Exercise: Arrange the lines below as a numbered list, skipping any blank lines. Leave the pictures out of your answer.

Input:
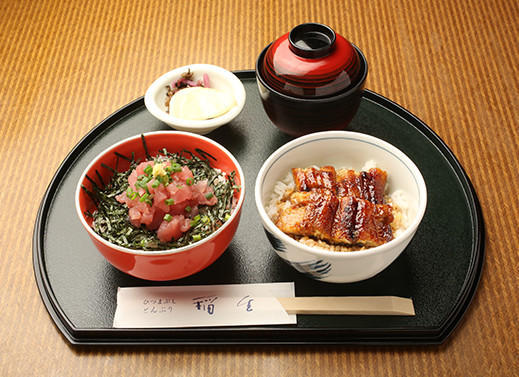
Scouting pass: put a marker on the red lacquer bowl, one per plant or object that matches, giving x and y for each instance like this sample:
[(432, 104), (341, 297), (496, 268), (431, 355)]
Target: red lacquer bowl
[(311, 80), (164, 264), (311, 61)]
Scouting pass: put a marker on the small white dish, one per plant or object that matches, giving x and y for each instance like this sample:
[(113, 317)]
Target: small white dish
[(347, 150), (219, 78)]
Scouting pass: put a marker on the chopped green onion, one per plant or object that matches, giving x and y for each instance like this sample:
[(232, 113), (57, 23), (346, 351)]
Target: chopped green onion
[(148, 169)]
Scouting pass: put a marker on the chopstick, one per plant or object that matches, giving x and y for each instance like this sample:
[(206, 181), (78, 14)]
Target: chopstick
[(361, 305)]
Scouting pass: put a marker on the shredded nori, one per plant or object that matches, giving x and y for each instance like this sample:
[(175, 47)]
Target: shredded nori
[(111, 220)]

Output for this task:
1. Scouting pass: put a marker on the red lacquer bowl, one per plant or object that matches, giving x and y for each instance like this sample:
2. [(432, 104), (341, 297), (496, 268), (431, 355)]
3. Target: red lacquer bowl
4. [(311, 80), (164, 264), (311, 61)]
5. Scouting pass: put a marker on the small white dish, one per plant or object that matches, giving x and y for each instance like this sample:
6. [(113, 317)]
7. Target: small white dish
8. [(347, 150), (219, 78)]
9. Scouting pass: put a marker on the chopped green onion, one per plant or object that matches, giving x and y for each instance like this sample:
10. [(232, 113), (57, 23), (346, 351)]
11. Target: chopped green onion
12. [(148, 169)]
13. Scouting pass: put a marker on the chopstick, one per plant or object that matches, giving x and y for each instance like this sample:
14. [(206, 181), (78, 14)]
15. Target: chopstick
16. [(361, 305)]
17. Scouting pass: put a marker on the shredded nori, one per plant or object that matches, giving x and y for each instance like this sample:
18. [(175, 47)]
19. Target: shredded nori
20. [(111, 220)]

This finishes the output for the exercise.